>> start INPUT MATERIAL
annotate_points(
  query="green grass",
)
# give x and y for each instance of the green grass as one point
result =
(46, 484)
>> end INPUT MATERIAL
**WHAT THE TASK REQUIRES:** Recast every line of the records above as a numbered list, omitting any blank lines.

**TASK OUTPUT:**
1. annotate_points(
2.   query="green grass",
3. )
4. # give x and y for each instance of the green grass as one point
5. result =
6. (46, 484)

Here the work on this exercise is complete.